**Problem to work on**
Turn the lines of the items below into a JSON list of strings, one string per line, skipping blank lines and leaving out the pictures.
==================================================
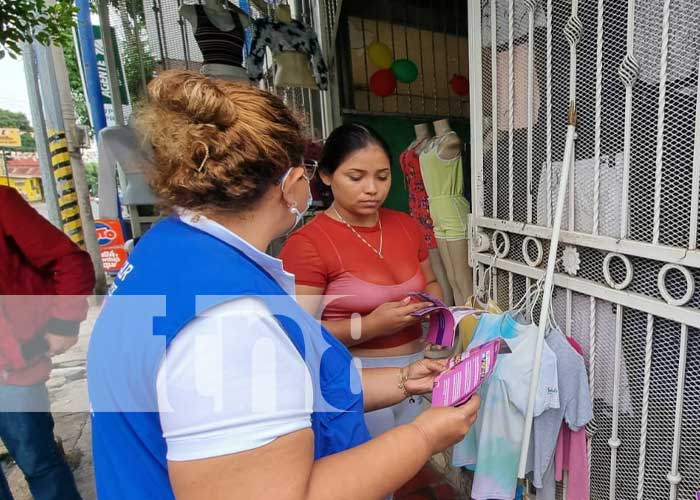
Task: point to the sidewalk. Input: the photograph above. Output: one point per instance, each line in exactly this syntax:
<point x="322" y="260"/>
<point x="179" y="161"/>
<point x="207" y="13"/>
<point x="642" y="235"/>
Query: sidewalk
<point x="69" y="404"/>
==================================================
**Solution to this exercise**
[
  "Task: point to the sidewalk. Input: the photograph above. Output: one point per instance, each line in exactly this syntax:",
  "<point x=\"322\" y=\"260\"/>",
  "<point x=\"179\" y=\"161\"/>",
  "<point x=\"207\" y=\"13\"/>",
  "<point x=\"642\" y=\"235\"/>",
  "Query: sidewalk",
  "<point x=\"69\" y=\"404\"/>"
]